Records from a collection
+ + + + + + +

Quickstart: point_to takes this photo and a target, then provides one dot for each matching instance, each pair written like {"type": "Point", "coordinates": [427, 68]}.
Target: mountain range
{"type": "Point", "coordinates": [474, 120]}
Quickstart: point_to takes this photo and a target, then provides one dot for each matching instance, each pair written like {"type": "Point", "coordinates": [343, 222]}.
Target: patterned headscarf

+ + + + + + +

### Your task
Copy each line of the data that contains the word "written".

### Result
Quickstart: point_to takes this photo and a target, then provides one dot for each matching instance, each pair written like {"type": "Point", "coordinates": [427, 68]}.
Quickstart: point_to takes this photo and a target, then provides one dot for each matching instance, each pair written like {"type": "Point", "coordinates": [343, 222]}.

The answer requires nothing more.